- EXERCISE PROMPT -
Render the stretch of the material below from the line containing "Where can you see the sliced" through the line containing "<point>103,251</point>", both included, as a Markdown table with the columns Row and Line. Number each line in the Row column and leave out blank lines.
**** SUPPLIED MATERIAL
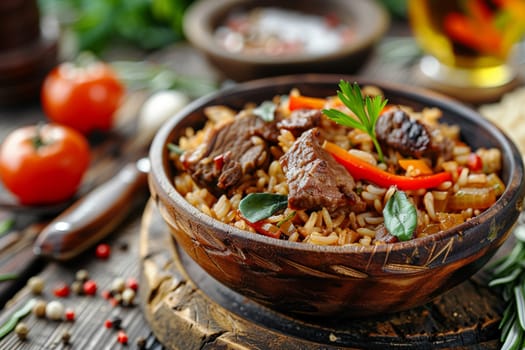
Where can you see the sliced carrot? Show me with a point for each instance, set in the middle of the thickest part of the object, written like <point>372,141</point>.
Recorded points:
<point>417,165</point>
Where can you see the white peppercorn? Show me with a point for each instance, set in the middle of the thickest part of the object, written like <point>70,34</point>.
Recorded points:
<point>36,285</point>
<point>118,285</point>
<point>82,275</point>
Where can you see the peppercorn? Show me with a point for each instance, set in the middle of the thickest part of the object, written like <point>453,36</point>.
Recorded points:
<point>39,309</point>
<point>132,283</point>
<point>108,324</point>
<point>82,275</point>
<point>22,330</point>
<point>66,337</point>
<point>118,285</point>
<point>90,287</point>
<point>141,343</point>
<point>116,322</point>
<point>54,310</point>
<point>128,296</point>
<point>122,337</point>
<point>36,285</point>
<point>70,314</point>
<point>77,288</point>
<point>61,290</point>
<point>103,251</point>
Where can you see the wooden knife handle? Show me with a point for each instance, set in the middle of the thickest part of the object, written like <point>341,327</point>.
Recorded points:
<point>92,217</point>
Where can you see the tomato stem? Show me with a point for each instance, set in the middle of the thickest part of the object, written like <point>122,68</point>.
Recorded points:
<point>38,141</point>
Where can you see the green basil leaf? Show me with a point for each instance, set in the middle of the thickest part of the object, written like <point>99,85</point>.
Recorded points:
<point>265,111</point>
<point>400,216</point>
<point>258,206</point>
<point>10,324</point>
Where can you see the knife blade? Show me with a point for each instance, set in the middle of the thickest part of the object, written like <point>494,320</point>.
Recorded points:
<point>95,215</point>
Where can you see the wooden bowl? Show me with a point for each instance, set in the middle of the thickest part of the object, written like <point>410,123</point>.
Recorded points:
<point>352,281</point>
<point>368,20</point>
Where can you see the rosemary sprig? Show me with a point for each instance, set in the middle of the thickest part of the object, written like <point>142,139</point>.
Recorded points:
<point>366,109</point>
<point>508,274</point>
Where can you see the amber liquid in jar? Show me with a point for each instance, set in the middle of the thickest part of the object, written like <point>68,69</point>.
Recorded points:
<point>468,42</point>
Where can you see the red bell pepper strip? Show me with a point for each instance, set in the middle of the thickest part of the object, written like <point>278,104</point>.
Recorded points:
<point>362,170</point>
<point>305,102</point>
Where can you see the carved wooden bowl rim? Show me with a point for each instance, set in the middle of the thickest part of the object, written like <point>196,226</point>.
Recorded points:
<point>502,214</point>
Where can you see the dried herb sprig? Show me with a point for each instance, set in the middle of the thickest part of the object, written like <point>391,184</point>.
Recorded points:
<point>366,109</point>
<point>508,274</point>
********
**** SUPPLIED MATERIAL
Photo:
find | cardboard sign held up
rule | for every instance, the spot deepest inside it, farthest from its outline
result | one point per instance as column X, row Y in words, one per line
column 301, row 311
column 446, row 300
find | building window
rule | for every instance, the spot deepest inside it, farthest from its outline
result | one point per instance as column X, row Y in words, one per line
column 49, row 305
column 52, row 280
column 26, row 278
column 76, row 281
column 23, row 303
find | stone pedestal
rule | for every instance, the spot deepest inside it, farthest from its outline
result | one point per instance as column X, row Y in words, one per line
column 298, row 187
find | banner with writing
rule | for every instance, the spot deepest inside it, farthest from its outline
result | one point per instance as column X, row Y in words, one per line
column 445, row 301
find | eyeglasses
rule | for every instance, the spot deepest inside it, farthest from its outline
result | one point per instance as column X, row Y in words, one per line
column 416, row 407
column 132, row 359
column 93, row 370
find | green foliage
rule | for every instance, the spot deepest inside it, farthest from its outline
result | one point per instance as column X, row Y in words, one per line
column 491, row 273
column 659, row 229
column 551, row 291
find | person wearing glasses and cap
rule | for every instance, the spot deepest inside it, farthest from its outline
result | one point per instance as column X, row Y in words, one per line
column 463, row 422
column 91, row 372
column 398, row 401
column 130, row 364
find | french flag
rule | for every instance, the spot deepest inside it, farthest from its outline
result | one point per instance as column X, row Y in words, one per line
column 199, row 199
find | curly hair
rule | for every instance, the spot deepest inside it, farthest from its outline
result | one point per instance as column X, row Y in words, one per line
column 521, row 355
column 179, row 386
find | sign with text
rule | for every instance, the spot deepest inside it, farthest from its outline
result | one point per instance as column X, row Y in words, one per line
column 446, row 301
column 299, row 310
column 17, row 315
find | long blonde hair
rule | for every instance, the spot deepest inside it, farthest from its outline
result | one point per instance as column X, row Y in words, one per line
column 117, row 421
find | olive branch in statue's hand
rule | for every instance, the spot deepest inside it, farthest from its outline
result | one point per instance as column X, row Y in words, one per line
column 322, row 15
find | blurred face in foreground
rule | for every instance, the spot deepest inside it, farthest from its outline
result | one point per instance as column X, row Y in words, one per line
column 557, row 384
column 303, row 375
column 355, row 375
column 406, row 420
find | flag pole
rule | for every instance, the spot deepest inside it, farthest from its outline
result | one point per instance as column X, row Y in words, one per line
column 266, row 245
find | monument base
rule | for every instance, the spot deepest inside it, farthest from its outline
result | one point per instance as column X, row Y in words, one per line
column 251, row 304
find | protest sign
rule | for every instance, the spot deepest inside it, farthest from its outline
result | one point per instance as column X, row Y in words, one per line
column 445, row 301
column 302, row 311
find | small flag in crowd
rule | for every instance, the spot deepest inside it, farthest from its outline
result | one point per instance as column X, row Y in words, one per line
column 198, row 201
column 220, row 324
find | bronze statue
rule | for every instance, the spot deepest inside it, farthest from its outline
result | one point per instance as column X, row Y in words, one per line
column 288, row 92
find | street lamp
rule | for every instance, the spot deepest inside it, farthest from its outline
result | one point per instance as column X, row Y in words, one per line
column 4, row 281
********
**** SUPPLIED MATERIAL
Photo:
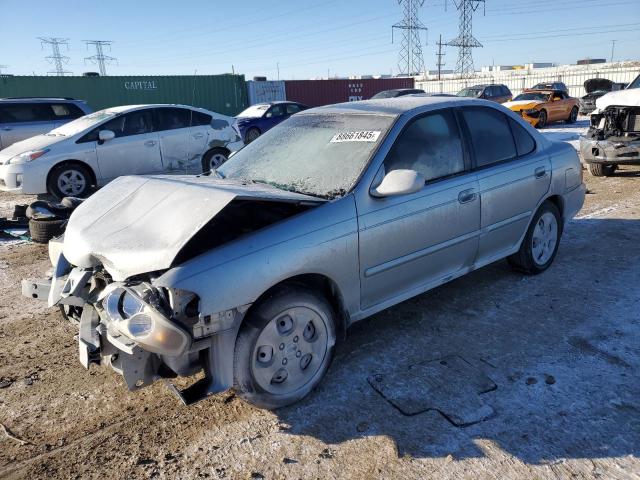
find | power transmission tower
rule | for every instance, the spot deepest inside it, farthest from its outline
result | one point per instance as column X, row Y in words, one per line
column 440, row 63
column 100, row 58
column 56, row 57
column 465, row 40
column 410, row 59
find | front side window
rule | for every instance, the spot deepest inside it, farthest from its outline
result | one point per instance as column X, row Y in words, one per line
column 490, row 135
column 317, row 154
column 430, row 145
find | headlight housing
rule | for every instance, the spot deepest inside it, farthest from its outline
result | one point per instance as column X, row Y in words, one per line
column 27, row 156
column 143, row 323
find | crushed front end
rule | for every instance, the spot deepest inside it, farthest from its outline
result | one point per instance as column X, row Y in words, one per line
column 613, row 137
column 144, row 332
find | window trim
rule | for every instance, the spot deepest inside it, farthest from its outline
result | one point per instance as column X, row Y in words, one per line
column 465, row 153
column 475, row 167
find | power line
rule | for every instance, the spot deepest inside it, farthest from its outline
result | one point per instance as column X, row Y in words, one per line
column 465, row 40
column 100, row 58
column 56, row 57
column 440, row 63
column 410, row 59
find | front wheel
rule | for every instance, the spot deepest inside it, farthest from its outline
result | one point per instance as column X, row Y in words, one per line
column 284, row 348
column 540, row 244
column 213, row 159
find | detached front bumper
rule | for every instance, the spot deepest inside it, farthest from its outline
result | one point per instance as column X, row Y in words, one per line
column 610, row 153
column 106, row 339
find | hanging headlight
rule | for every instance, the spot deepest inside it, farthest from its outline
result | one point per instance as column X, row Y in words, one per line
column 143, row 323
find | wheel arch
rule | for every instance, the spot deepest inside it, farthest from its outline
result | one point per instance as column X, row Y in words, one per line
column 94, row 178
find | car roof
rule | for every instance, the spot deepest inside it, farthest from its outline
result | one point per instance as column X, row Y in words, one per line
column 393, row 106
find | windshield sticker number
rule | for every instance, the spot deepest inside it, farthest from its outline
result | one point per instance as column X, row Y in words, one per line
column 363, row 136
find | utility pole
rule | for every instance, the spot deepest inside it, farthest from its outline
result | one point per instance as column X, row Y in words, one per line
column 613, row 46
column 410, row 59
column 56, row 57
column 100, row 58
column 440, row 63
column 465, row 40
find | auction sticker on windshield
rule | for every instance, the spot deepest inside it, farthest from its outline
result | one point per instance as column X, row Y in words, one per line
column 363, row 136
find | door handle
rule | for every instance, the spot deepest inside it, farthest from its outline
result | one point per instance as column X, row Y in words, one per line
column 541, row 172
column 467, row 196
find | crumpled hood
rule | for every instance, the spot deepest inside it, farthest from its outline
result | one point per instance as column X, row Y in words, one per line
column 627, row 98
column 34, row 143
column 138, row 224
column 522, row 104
********
- TASK OUTPUT -
| Row | Line |
|---|---|
| 1 | Where can you see the sliced carrot? Show me with a point for each instance, set in the middle of the thickest part of the object, written like <point>372,141</point>. |
| 2 | Recorded points: |
| 3 | <point>417,165</point> |
| 4 | Where can you see the white peppercorn? Show me with a point for each instance, set in the middle of the thickest part of the object, written like <point>70,34</point>. |
| 5 | Recorded points: |
| 6 | <point>36,285</point> |
| 7 | <point>118,285</point> |
| 8 | <point>82,275</point> |
| 9 | Where can you see the peppercorn? Show me with a point for each instance, set in the middle of the thickest part of the object, written like <point>453,36</point>. |
| 10 | Recorded points: |
| 11 | <point>39,309</point> |
| 12 | <point>132,283</point> |
| 13 | <point>108,324</point> |
| 14 | <point>82,275</point> |
| 15 | <point>22,330</point> |
| 16 | <point>66,337</point> |
| 17 | <point>118,285</point> |
| 18 | <point>90,287</point> |
| 19 | <point>141,343</point> |
| 20 | <point>116,322</point> |
| 21 | <point>54,310</point> |
| 22 | <point>128,296</point> |
| 23 | <point>122,337</point> |
| 24 | <point>36,285</point> |
| 25 | <point>70,314</point> |
| 26 | <point>77,288</point> |
| 27 | <point>61,290</point> |
| 28 | <point>103,251</point> |